**Given instruction**
Print the data below line for line, changing nothing.

**Object location annotation data**
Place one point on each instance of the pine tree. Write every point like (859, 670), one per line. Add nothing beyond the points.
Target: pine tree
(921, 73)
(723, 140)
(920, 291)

**Complete response**
Place one point on each instance of the pine tree. Write every point like (859, 670), one per line. Add nothing beyond the points.
Target: pine tree
(921, 73)
(723, 140)
(920, 291)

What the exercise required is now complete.